Input records:
BEGIN

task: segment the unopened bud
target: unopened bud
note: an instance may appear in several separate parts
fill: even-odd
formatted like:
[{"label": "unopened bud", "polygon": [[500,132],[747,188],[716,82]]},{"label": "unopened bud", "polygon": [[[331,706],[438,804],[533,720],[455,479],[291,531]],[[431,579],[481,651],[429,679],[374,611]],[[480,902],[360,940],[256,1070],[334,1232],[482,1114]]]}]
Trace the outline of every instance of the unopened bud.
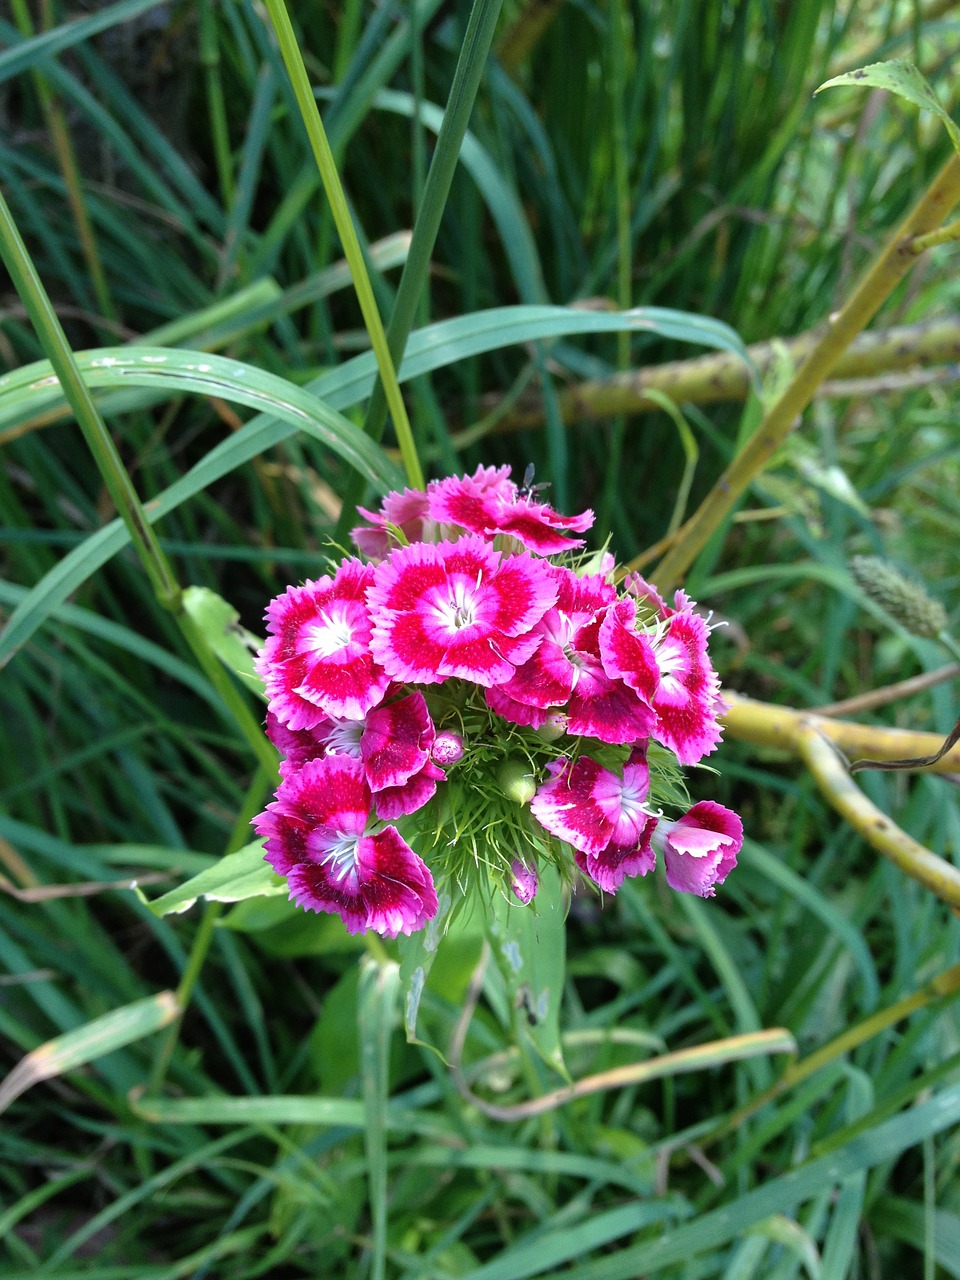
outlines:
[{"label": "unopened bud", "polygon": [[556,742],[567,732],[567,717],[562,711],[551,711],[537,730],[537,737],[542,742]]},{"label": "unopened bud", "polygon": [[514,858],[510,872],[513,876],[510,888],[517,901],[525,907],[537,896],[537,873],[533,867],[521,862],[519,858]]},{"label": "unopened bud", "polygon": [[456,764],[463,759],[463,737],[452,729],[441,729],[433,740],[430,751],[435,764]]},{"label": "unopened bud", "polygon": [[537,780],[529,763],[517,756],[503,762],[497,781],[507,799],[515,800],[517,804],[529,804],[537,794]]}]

END
BEGIN

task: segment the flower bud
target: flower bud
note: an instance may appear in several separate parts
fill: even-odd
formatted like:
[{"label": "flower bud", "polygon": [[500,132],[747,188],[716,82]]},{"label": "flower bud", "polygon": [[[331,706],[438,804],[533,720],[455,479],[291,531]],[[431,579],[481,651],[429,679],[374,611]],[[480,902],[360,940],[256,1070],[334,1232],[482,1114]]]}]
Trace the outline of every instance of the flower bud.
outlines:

END

About this task: Repeat exactly the lines of the listing above, from the one with "task: segment the unopened bud" down to the one with "Trace the outline of every instance of the unopened"; both of those lines belong in the range.

Output of the task:
task: segment the unopened bud
target: unopened bud
note: an instance may appear in several separate parts
fill: even-odd
formatted like:
[{"label": "unopened bud", "polygon": [[500,132],[747,188],[716,82]]},{"label": "unopened bud", "polygon": [[[331,706],[438,804],[533,720],[455,479],[291,531]],[[431,579],[481,651],[429,679],[374,611]],[[480,902],[360,940],[256,1070],[334,1232],[482,1114]]]}]
Trace the outline of every instance of the unopened bud.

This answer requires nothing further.